**Data excerpts**
§
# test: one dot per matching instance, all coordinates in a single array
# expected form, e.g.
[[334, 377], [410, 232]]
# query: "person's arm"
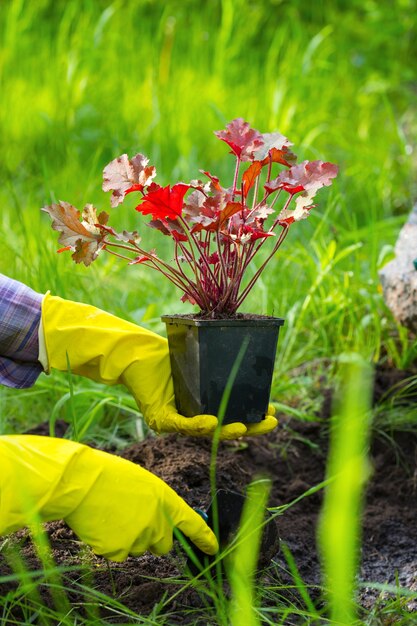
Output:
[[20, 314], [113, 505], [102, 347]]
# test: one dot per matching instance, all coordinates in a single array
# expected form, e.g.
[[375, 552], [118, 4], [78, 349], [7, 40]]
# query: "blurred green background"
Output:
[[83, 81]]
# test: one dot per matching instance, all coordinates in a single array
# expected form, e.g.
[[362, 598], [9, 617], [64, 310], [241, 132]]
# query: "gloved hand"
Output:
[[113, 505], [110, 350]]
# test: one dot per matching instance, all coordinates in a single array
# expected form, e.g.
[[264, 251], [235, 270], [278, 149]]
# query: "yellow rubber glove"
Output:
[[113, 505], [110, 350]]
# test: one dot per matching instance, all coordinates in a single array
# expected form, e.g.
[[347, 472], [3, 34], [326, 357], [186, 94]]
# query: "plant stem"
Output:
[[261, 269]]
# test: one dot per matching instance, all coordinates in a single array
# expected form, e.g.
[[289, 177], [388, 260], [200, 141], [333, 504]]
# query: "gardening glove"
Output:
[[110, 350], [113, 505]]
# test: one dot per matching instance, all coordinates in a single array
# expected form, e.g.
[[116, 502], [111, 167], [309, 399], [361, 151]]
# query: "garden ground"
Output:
§
Can you put every line of the records above into a Markdown table with the columns Row and Line, skipping blank lines and leaving the pictures out?

| Row | Line |
|---|---|
| 1 | # test: one dot per matching instance, all coordinates in a single array |
| 2 | # expected form, e.g. |
| 3 | [[334, 377], [410, 232]] |
| 4 | # query: "person's arm" |
| 5 | Output: |
| 6 | [[20, 314], [113, 505], [102, 347]] |
| 7 | # test: one dot per matching instance, all coordinates in a single array |
| 8 | # expected form, e.g. |
| 9 | [[375, 552], [118, 4], [78, 349], [7, 40]] |
| 10 | # query: "blurred green background" |
| 11 | Output: |
| 12 | [[83, 81]] |
| 13 | # test: one dot per matching instance, all coordinates in a single array |
| 14 | # expected form, e.g. |
| 15 | [[362, 598], [9, 617], [64, 310], [241, 132]] |
| 16 | # query: "gloved hand" |
| 17 | Output: |
| 18 | [[113, 505], [110, 350]] |
| 19 | # test: one dot per matching instance, all coordinates in a single array |
| 20 | # expected form, e.g. |
| 21 | [[264, 251], [235, 270], [278, 149]] |
| 22 | # query: "yellow rubber glove" |
| 23 | Output: |
| 24 | [[113, 505], [110, 350]] |
| 25 | # test: one dot per matching instance, all coordinates in a single array |
| 26 | # expected form, e.g. |
| 27 | [[347, 472], [3, 34], [326, 357], [186, 94]] |
| 28 | # query: "plant stem" |
| 29 | Output: |
| 30 | [[261, 269]] |
| 31 | # test: one dot per matching instance, all coordinates in a single array |
| 32 | # expected form, e.g. |
| 33 | [[289, 177], [388, 260], [200, 141], [333, 504]] |
| 34 | # query: "gardening glove" |
| 35 | Output: |
| 36 | [[110, 350], [113, 505]] |
| 37 | # test: one dot per matching instance, all coordinates in a single array |
| 38 | # expected form, e.g. |
| 39 | [[116, 502], [111, 167], [309, 399], [361, 151]] |
| 40 | # query: "garden ground" |
| 41 | Output: |